A run of records -
::::
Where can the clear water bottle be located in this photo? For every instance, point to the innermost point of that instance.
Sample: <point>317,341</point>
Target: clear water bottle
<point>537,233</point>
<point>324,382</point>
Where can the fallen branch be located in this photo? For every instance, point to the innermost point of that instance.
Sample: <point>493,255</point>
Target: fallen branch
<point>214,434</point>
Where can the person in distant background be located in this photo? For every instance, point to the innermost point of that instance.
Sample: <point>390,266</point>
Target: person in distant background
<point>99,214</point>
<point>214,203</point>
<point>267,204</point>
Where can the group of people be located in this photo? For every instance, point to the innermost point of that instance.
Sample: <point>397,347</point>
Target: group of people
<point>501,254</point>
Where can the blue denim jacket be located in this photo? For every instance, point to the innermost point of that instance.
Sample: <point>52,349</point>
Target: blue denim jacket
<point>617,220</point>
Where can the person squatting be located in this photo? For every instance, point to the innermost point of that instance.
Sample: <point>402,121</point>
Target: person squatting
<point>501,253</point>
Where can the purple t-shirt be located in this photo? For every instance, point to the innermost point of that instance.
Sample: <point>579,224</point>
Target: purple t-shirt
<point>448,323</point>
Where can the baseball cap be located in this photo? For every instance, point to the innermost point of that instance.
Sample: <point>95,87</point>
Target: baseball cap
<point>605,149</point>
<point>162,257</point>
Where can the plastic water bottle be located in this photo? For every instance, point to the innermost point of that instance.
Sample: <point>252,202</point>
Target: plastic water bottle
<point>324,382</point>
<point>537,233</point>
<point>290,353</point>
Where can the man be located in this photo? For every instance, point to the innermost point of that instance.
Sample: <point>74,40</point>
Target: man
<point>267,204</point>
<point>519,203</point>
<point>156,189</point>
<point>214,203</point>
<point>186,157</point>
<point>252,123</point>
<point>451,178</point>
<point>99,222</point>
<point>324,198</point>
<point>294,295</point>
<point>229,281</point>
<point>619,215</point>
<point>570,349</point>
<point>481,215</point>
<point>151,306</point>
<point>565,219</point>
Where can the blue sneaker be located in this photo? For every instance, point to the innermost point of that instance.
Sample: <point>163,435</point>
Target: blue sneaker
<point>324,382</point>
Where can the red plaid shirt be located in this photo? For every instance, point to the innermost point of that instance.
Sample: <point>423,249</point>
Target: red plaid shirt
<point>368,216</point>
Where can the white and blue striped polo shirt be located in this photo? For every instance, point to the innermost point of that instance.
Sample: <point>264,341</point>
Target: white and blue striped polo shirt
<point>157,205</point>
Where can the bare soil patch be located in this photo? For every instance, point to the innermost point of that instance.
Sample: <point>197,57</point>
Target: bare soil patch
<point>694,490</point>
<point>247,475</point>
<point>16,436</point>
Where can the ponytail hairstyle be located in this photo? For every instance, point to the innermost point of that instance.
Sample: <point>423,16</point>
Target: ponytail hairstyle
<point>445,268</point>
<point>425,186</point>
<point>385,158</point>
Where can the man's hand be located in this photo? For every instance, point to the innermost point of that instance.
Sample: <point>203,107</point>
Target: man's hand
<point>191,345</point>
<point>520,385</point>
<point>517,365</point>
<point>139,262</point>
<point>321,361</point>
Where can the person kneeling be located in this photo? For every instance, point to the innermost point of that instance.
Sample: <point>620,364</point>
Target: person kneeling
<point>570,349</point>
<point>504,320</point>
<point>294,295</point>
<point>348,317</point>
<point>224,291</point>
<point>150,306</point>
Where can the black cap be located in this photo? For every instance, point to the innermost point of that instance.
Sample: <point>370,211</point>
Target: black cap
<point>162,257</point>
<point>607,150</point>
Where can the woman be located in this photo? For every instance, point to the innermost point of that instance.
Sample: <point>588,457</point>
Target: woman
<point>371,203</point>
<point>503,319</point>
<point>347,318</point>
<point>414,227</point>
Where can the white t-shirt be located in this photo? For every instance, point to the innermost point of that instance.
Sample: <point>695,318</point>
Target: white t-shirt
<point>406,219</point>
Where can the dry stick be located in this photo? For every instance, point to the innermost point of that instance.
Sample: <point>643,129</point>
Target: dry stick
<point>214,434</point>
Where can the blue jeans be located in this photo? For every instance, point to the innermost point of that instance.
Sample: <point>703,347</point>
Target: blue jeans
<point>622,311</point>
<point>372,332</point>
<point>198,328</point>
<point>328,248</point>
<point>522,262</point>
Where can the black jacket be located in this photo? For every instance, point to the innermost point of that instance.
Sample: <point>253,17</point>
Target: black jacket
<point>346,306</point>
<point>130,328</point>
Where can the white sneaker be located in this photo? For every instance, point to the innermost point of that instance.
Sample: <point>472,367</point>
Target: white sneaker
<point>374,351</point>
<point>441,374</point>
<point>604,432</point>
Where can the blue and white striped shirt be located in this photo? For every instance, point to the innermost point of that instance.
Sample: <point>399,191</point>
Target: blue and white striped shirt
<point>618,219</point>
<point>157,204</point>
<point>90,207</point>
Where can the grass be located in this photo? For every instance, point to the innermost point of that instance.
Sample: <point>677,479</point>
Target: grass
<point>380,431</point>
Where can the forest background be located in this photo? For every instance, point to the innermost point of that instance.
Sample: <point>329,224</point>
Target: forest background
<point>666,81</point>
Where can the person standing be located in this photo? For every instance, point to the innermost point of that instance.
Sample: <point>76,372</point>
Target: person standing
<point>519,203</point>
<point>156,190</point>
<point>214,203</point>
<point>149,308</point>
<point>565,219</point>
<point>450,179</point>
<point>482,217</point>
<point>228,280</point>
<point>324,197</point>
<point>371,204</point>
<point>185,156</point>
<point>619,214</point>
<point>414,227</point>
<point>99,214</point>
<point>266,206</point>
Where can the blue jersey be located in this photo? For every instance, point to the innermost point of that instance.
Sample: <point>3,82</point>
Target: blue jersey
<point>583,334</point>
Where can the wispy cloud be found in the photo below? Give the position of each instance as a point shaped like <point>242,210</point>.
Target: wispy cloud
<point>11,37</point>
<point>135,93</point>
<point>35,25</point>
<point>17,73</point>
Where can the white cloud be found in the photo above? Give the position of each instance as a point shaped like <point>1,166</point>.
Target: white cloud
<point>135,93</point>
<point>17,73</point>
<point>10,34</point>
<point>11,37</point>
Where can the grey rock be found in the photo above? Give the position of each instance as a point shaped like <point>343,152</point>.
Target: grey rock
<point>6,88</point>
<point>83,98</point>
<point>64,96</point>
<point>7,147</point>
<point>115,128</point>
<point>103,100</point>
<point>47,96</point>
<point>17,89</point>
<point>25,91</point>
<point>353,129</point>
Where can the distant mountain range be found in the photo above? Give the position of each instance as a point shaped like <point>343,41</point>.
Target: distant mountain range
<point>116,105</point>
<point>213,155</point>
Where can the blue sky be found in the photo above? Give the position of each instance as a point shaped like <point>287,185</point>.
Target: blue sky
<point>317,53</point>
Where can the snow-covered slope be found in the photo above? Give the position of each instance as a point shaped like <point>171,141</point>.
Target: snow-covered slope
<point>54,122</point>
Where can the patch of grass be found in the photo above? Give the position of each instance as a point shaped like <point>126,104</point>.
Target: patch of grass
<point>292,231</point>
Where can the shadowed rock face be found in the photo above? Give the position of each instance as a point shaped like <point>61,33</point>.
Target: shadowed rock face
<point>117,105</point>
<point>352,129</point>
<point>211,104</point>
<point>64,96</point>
::::
STATED EXERCISE -
Transcribe the rows without alteration, beginning with the line that contains "Where can the dry" and ending after the line that contains "<point>666,81</point>".

SOLUTION TO THE EXERCISE -
Where can the dry stick be located in this photo? For every instance, point to the innermost point of that instance.
Sample: <point>643,129</point>
Target: dry stick
<point>214,434</point>
Where can the blue jeans be located in this photo? For every instance, point to the innermost point of that instance.
Sample: <point>703,347</point>
Target: blue jeans
<point>622,311</point>
<point>372,332</point>
<point>198,328</point>
<point>328,248</point>
<point>522,262</point>
Where can the black jacket be located in this photo? For every instance, point to the innermost point of that instance.
Sample: <point>253,17</point>
Target: black jacket
<point>346,306</point>
<point>130,328</point>
Where can the white sneaker be located in this photo? For every instance, point to the innermost point of that instance.
Sample: <point>472,367</point>
Target: white sneaker
<point>374,351</point>
<point>441,374</point>
<point>604,432</point>
Where can the blue and white striped shirt be located in this photo? For every instance, point to the innermost point of that instance.
Sample: <point>399,191</point>
Target: blue and white striped shirt
<point>618,219</point>
<point>157,204</point>
<point>90,207</point>
Where can the grass be located in this photo? For every instance, point to the innermost point of that instance.
Sample: <point>677,479</point>
Target: grass
<point>380,431</point>
Where can the forest background be located in this photo? For every instance, point to the innermost point of that instance.
Sample: <point>329,224</point>
Target: forest background
<point>666,81</point>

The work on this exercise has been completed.